▶ [Teks bacaan]
┏━━
Giustiniani sudah menyarankan Constantine untuk mundur atau
menyerah tapi Constantine tetap konsisten hingga gugur di peperangan. Kabarnya
Constantine melepas baju perang kerajaannya dan bertempur bersama pasukan biasa
hingga tak pernah ditemukan jasadnya. Giustiniani sendiri meninggalkan kota
dengan pasukan Genoanya. Kardinal Isidor sendiri lolos dengan menyamar sebagai
budak melalui Galata, dan Pangeran Orkhan gugur di peperangan.
Para mujahidin diperintahkan supaya meninggikan suara takbir
kalimah tauhid sambil menyerang kota. Tentara Utsmaniyyah akhirnya berhasil
menembus kota Konstantinopel melalui Pintu Edirne dan mereka mengibarkan
bendera Daulah Utsmaniyyah di puncak kota. Kesungguhan dan semangat juang yang
tinggi di kalangan tentara Al-Fatih, akhirnya berjaya mengantarkan cita-cita
mereka.
┗━━
▶ [Tugas yang diberikan] Tulis ulang tanpa perubahan bagian teks tentang penaklukan Konstantinopel, dimulai dari "Giustiniani sudah menyarankan" dan diakhiri dengan "Orkhan gugur di peperangan.".

▶ [Data mentah]
┏━━
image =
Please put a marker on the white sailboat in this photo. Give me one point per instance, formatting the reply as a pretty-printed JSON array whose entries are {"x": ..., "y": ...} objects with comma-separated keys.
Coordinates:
┗━━
▶ [Jawaban]
Giustiniani sudah menyarankan Constantine untuk mundur atau
menyerah tapi Constantine tetap konsisten hingga gugur di peperangan. Kabarnya
Constantine melepas baju perang kerajaannya dan bertempur bersama pasukan biasa
hingga tak pernah ditemukan jasadnya. Giustiniani sendiri meninggalkan kota
dengan pasukan Genoanya. Kardinal Isidor sendiri lolos dengan menyamar sebagai
budak melalui Galata, dan Pangeran Orkhan gugur di peperangan.